#### [Consigne a]
Extrayez toutes les lignes contenant la chaîne « facade », en tenant compte de la casse.

---------- Texte présenté ----------

France Télécom constate dans ses mémoires que le processus mis en place par Free Infrastructure dans ses contrats « fibres dédiées » et « PMGC » ne permet pas à France Télécom de proposer son service d’installation à domicile sans que son client ne supporte deux rendez-vous, à savoir : un premier rendez-vous avec Free Infrastructure pour la réalisation du raccordement client et un second rendez-vous avec France Télécom pour l’installation des équipements terminaux et la mise en service.

France Télécom considère que le double rendez-vous peut constituer une gêne pour le client qui doit être présent deux demi-journées. France Télécom dénonce donc cette contrainte et réclame la possibilité de faire le raccordement palier lui-même afin de limiter l’intervention chez le client à un seul rendez-vous.

France Télécom constate en outre que, concernant la réalisation du raccordement palier par Free Infrastructure, seul un délai indicatif de 23 jours est mentionné dans le « contrat PMGC » et aucun délai, même indicatif, n’est mentionné dans le « contrat fibres dédiées ». France Télécom dénonce cette absence de visibilité en termes de délai de traitement de sa commande de raccordement client, qui ne lui permet ni d’intervenir le même jour que Free Infrastructure chez son client, ni d’indiquer à ce dernier les dates de raccordement palier et de mise en service, et qui lui fait en conséquent perdre la maîtrise de sa relation client.

---------- Lignes à traiter ----------

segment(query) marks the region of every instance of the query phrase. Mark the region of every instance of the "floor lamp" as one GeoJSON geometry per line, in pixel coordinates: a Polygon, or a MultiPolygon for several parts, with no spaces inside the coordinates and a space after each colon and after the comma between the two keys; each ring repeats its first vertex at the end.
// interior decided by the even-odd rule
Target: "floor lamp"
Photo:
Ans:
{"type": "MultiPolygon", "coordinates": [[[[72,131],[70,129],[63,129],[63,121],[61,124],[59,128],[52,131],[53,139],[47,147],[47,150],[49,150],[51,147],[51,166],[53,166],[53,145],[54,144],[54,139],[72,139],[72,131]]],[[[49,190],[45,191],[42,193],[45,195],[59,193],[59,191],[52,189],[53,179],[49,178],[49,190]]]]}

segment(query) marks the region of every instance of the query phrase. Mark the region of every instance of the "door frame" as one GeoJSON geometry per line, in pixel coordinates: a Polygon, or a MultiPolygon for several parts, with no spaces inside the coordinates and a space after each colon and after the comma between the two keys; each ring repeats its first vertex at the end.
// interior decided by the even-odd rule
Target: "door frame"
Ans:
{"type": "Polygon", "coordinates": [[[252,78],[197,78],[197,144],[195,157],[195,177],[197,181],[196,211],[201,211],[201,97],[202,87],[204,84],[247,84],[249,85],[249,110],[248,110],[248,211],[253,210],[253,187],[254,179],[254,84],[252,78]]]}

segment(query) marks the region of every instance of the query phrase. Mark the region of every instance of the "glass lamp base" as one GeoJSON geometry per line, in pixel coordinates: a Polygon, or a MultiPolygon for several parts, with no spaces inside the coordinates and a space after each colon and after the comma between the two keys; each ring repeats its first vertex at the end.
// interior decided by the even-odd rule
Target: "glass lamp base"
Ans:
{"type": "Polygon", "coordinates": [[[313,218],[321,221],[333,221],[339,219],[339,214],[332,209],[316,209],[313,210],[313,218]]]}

----------
---------- Lignes à traiter ----------

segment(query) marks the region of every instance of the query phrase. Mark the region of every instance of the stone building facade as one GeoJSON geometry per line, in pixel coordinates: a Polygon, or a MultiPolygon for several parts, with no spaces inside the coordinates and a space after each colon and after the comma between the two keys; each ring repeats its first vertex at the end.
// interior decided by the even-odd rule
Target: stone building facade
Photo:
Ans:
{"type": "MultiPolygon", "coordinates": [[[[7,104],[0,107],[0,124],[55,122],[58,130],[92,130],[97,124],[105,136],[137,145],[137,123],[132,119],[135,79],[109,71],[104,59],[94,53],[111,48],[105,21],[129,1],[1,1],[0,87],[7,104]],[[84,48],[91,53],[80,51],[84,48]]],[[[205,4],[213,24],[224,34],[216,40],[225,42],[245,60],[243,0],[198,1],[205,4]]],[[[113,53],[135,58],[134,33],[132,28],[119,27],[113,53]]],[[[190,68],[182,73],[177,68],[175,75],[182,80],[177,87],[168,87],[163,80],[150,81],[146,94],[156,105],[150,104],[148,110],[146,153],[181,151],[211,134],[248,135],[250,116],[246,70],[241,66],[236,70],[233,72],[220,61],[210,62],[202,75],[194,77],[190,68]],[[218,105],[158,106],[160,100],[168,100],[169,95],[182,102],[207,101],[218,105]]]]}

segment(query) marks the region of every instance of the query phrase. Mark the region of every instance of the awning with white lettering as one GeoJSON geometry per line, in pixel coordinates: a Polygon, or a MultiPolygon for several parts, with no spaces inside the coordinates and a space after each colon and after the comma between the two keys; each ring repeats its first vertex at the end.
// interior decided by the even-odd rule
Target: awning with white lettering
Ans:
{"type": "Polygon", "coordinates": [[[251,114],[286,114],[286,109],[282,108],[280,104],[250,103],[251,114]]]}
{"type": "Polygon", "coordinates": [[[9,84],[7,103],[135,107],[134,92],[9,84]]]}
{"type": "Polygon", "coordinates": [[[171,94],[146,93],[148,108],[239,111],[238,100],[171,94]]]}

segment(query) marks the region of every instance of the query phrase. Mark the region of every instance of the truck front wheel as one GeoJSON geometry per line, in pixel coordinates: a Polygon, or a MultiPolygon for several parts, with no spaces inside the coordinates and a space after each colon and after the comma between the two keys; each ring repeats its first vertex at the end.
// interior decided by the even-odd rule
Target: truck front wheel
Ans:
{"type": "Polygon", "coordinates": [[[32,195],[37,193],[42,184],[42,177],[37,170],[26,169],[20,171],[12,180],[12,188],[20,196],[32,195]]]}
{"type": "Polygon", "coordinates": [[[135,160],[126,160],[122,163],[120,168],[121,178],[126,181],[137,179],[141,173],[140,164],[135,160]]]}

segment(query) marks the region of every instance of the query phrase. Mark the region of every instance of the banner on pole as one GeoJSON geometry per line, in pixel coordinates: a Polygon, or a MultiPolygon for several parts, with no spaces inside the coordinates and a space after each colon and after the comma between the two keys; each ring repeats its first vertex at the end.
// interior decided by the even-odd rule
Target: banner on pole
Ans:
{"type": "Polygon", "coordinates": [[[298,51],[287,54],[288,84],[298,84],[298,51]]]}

----------

#### [Consigne b]
Selon le texte présenté, les affirmations suivantes sont-elles exactes ? Répondez par oui ou par non à chacune, en citant mot pour mot le passage qui tranche : (i) Le « contrat PMGC » mentionne un délai indicatif de 23 jours pour le raccordement palier. (ii) Le « contrat fibres dédiées » indique un délai indicatif pour le raccordement palier. (iii) France Télécom demande à pouvoir réaliser elle-même le raccordement palier.

#### [Corrigé a]
segment(query) marks the region of every instance of the query phrase. Mark the region of every instance of the stone building facade as one GeoJSON geometry per line, in pixel coordinates: a Polygon, or a MultiPolygon for several parts, with no spaces inside the coordinates and a space after each colon and after the comma between the two keys; each ring repeats its first vertex at the end.
Target: stone building facade

#### [Corrigé b]
(i) Oui : “seul un délai indicatif de 23 jours est mentionné dans le « contrat PMGC »”.
(ii) Non : “aucun délai, même indicatif, n’est mentionné dans le « contrat fibres dédiées »”.
(iii) Oui : “réclame la possibilité de faire le raccordement palier lui-même”.